§ **RECORDS TO PROCESS**:
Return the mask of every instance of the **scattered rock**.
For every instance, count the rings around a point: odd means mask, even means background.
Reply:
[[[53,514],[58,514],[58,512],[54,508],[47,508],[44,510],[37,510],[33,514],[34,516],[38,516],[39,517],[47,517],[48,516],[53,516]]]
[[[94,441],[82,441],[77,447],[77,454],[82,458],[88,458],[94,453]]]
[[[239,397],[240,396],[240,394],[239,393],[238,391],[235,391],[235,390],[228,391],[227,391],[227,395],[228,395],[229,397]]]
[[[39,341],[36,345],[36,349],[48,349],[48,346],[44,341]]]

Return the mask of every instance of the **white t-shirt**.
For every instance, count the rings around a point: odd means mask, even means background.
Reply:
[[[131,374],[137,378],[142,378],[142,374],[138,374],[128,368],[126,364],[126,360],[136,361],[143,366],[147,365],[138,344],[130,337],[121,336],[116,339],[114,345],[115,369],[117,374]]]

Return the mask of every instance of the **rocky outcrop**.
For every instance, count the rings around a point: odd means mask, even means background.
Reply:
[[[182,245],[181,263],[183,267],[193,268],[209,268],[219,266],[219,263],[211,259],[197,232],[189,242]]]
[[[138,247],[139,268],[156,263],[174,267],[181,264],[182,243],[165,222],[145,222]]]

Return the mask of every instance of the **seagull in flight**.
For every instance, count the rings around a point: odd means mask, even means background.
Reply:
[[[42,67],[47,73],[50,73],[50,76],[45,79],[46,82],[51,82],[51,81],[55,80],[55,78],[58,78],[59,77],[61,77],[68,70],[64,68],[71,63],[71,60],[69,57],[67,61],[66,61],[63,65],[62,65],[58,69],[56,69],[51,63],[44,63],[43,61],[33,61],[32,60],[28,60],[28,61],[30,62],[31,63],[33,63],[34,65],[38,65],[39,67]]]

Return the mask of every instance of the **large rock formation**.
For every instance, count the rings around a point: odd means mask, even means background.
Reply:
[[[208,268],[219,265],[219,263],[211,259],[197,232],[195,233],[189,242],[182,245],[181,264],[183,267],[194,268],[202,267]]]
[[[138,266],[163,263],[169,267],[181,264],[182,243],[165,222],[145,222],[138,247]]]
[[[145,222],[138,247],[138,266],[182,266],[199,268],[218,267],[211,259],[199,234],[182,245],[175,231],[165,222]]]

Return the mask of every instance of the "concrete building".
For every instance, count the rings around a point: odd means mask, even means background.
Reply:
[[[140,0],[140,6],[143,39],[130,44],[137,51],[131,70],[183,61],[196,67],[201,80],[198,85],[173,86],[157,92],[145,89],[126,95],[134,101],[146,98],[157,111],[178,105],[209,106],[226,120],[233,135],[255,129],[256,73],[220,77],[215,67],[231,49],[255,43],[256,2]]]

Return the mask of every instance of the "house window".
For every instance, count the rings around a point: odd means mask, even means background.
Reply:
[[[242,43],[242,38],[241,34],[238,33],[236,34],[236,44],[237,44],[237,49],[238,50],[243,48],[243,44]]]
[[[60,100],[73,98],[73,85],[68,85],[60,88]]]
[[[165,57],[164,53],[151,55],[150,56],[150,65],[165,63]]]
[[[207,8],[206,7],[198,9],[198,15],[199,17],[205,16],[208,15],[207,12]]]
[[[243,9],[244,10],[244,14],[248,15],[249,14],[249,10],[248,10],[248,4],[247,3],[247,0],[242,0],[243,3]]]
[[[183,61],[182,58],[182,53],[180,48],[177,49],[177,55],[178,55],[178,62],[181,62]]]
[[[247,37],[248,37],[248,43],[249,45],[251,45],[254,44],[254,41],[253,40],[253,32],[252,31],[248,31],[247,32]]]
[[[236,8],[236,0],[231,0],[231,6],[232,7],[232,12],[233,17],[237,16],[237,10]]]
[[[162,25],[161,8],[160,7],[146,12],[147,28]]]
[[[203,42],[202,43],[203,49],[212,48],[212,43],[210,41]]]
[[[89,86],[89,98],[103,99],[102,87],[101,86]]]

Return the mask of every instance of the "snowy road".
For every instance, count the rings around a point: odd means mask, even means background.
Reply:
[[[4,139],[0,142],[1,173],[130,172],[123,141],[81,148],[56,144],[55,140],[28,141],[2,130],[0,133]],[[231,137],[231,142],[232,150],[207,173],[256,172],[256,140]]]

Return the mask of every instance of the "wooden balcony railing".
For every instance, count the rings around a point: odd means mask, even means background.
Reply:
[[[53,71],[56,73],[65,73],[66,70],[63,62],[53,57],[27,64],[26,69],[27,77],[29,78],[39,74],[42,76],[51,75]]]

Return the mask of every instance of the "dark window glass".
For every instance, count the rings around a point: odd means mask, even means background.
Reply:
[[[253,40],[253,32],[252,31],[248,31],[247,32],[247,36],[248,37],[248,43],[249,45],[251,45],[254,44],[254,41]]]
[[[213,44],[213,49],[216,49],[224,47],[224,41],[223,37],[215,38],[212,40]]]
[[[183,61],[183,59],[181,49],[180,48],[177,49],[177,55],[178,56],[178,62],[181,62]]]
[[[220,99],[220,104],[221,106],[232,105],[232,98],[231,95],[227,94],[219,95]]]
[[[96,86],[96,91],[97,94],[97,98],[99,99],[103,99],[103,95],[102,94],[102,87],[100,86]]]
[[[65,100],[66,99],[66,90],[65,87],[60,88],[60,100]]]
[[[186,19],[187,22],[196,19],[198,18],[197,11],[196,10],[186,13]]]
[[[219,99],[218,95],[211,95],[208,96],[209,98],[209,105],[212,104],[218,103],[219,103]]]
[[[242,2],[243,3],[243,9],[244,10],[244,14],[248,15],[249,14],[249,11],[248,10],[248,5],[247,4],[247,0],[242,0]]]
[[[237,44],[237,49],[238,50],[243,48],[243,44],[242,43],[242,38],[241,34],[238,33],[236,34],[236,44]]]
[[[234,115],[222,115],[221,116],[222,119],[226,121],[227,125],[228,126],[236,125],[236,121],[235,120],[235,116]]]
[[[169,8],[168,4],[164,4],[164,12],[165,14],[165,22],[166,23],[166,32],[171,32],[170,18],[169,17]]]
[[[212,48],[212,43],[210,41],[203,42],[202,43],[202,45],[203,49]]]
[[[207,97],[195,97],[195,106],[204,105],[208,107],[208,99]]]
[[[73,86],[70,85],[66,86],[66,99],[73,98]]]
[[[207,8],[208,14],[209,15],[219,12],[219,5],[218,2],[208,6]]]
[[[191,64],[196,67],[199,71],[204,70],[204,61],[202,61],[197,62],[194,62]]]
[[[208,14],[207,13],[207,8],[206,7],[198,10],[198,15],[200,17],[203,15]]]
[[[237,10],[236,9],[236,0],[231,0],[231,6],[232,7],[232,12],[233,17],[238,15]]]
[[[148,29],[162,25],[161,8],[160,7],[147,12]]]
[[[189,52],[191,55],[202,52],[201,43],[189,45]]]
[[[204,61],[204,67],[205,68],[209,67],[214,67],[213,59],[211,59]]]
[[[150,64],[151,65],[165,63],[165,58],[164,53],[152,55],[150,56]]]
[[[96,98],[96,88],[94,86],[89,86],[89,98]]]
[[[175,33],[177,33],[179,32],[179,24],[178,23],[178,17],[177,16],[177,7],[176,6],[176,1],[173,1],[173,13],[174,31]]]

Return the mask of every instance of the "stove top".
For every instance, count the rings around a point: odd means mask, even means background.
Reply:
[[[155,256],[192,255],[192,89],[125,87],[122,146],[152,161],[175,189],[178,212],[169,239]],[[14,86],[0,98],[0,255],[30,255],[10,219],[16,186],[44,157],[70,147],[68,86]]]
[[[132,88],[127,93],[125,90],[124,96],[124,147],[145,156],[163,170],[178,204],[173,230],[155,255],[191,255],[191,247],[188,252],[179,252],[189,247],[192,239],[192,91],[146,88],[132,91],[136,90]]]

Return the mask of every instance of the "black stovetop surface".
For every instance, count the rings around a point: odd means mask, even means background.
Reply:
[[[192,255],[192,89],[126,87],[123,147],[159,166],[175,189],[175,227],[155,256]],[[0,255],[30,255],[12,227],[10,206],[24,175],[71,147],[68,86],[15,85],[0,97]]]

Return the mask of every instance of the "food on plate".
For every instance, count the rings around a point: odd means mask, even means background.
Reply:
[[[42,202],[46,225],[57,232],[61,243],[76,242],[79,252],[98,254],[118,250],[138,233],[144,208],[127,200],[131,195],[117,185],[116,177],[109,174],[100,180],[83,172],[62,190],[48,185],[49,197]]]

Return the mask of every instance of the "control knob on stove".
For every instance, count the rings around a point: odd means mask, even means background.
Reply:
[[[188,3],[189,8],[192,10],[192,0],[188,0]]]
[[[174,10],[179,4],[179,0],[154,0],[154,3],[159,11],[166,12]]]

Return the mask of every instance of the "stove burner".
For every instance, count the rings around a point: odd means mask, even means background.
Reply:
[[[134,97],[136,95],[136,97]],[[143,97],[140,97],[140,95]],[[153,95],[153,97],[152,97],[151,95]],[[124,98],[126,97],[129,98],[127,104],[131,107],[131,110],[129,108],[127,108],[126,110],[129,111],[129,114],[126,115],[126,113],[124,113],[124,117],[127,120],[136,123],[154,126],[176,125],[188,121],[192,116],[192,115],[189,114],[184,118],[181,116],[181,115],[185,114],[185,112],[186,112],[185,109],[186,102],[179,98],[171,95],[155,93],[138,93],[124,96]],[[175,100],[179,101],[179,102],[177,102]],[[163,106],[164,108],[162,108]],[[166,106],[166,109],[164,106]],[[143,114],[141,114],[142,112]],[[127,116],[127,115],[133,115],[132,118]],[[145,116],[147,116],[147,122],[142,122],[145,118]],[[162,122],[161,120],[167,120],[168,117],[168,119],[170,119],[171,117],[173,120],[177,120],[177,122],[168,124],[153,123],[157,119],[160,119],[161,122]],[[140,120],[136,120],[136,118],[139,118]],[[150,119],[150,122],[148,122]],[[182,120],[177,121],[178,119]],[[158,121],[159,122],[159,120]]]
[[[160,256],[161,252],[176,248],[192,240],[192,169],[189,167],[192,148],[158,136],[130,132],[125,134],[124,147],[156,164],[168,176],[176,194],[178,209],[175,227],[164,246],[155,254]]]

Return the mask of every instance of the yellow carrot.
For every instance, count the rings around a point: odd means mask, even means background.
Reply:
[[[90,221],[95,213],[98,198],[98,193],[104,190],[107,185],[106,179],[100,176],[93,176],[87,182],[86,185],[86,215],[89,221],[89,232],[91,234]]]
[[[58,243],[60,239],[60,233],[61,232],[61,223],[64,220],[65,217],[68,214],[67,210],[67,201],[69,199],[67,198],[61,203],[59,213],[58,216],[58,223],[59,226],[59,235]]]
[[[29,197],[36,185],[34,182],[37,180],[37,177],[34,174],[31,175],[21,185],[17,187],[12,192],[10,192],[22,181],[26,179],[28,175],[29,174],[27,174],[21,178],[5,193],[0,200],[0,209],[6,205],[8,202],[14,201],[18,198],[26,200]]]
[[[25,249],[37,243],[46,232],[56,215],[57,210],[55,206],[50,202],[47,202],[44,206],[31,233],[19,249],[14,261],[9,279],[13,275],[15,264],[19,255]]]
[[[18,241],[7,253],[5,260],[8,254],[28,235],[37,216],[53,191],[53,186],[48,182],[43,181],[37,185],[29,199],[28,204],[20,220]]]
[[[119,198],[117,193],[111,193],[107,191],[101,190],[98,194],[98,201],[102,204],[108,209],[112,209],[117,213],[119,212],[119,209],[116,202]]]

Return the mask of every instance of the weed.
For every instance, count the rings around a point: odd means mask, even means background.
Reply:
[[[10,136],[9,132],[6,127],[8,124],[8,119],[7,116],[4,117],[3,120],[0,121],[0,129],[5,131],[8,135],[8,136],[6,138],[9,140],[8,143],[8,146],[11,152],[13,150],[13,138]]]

§ **INSTRUCTIONS TO FOLLOW**: How many lines in the records above contain the string "window", with case counting? Reply with the number alone.

§ **RESULT**: 2